Selected extract Start Marker

POLL | What do you think of Arthur Fraser overruling board on Zuma's medical parole?

Correctional services commissioner denies that he is a 'Zuma person'

09 September 2021 - 13:26
By Cebelihle Bhengu
Correctional services commissioner Arthur Fraser told the SABC that he took the decision to place former president Jacob Zuma on medical parole, despite a recommendation from the medical parole advisory board not to do so. File photo.
Image: Gallo Images / Netwerk24 / Jaco Marais Correctional services commissioner Arthur Fraser told the SABC that he took the decision to place former president Jacob Zuma on medical parole, despite a recommendation from the medical parole advisory board not to do so. File photo.

Praise and accusations have been thrown Arthur Fraser's way after he revealed on Wednesday that he took the decision to place Jacob Zuma on medical parole. 

The correctional services commissioner told SABC journalist Vuyo Mvoko that he released Zuma despite the parole board advising that the former president not be given medical parole as he was in a stable condition.

Selected extract End Marker
Information shown Start Marker

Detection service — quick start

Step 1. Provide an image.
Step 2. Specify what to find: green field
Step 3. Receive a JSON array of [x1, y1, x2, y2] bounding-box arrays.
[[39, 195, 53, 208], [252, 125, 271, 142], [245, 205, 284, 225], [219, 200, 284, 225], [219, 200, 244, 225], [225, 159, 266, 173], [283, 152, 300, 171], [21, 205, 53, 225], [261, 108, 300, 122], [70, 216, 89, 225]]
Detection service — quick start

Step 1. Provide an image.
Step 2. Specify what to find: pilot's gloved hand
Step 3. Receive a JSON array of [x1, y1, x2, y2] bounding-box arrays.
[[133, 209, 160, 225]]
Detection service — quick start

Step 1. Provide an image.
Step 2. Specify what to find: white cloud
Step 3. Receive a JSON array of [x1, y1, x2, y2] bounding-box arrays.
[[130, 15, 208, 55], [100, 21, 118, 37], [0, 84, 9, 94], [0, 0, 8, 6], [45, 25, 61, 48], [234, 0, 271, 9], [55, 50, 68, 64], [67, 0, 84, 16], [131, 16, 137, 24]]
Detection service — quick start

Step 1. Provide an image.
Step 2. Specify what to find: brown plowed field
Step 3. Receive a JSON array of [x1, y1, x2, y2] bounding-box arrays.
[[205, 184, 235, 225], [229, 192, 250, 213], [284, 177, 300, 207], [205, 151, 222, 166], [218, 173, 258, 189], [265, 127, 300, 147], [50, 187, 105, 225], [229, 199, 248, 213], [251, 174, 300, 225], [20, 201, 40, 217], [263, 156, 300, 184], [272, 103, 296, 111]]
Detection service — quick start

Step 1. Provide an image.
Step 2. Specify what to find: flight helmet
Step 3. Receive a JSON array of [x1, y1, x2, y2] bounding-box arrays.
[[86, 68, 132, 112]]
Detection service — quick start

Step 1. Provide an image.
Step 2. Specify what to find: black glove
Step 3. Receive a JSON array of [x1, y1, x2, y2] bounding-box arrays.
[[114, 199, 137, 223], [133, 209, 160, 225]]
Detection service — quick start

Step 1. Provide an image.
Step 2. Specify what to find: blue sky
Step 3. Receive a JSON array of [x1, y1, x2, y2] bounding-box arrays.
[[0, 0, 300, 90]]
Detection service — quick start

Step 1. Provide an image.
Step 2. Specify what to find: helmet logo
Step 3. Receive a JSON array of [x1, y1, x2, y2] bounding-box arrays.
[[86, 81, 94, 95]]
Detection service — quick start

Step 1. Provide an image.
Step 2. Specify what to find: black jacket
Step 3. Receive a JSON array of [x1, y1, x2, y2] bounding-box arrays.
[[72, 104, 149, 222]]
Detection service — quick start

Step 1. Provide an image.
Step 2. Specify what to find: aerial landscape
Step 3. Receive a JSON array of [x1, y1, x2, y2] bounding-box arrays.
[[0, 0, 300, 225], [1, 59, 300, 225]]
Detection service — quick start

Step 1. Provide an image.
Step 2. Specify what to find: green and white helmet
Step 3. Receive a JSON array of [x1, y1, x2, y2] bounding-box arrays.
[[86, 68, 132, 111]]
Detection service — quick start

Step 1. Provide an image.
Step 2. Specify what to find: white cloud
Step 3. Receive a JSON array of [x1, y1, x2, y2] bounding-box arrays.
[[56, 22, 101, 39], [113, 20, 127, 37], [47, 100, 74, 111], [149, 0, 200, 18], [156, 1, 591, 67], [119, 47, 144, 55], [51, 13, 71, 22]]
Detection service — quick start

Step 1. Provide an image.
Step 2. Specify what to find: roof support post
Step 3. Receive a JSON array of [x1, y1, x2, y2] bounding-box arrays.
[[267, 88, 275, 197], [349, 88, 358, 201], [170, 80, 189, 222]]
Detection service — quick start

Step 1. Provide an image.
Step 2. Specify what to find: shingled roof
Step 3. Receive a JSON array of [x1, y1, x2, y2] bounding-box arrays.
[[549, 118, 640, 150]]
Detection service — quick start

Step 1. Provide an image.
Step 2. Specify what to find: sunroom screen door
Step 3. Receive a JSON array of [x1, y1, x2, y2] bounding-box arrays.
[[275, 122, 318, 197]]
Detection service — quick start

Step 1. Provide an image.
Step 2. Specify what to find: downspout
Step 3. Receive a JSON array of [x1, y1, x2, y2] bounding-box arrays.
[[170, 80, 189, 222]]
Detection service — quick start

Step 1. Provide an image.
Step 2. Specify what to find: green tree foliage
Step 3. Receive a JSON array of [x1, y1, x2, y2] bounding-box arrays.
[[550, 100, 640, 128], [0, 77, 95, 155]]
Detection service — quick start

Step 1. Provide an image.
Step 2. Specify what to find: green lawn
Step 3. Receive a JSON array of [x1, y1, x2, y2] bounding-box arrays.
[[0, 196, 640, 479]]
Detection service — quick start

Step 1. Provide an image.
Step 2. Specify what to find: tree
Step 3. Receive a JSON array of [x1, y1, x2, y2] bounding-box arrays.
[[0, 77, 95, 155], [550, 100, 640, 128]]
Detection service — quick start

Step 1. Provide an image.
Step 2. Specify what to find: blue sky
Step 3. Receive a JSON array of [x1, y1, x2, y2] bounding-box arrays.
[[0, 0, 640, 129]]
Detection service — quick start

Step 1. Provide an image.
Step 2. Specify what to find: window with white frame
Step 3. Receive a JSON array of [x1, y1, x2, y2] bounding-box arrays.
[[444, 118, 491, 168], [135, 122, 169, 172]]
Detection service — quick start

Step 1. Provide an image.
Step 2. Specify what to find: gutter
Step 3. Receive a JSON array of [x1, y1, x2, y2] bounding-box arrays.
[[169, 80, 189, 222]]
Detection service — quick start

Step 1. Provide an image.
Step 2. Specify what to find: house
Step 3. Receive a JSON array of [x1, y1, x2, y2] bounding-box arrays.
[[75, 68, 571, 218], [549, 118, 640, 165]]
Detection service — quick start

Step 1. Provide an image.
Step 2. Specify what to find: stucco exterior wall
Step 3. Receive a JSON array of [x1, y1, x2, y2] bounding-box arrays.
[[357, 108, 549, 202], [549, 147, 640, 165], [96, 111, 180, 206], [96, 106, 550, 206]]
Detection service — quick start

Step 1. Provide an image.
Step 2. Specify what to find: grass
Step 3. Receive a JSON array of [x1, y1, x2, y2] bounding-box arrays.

Information shown End Marker

-- Problems to work on --
1/ Based on the article about Zuma's medical parole, state whether each of the following statements agrees with it: (a) Fraser spoke to SABC journalist Vuyo Mvoko; (b) the medical parole advisory board recommended that Zuma receive medical parole; (c) Fraser's revelation drew only praise. Answer each with yes or no and quote the deciding words.
2/ Write the next part of the article about Zuma's medical parole, continuing after its final sentence.

-- Answers for the tasks --
1/
(a) Yes: "The correctional services commissioner told SABC journalist Vuyo Mvoko that he released Zuma"
(b) No: "despite a recommendation from the medical parole advisory board not to do so"
(c) No: "Praise and accusations have been thrown Arthur Fraser's way"

2/
I then, as the head of the centre who has the authority to decide, reviewed the information available and then indicated that the conditions, based on all the reports that we have, required us to release the former president. I then rescinded those validations,” he said.

Asked whether he regarded himself as a “Zuma person” who would do any favours for the former president, Fraser said this was not the case.

“I know the noise, the perception was created that I was a Jacob Zuma person. The only thing I know is that I was appointed by him into the position of director-general at SSA. In actual fact, I was the first public servant to be purged under Jacob Zuma's administration,” he claimed

Fraser insisted that all legal and necessary steps were followed before deciding on Zuma's release.

Zuma was receiving medical care from a military hospital outside the Estcourt correctional services facility where he was serving a 15-month sentence. The Constitutional Court found him in contempt of court after he refused to testify at the state capture commission.

The department of correctional services confirmed on Sunday that Zuma was granted medical parole.

“Medical parole placement for Mr Zuma means that he will complete the remainder of the sentence in the system of community corrections, whereby he must comply with a specific set of conditions and will be subjected to supervision until his sentence expires.”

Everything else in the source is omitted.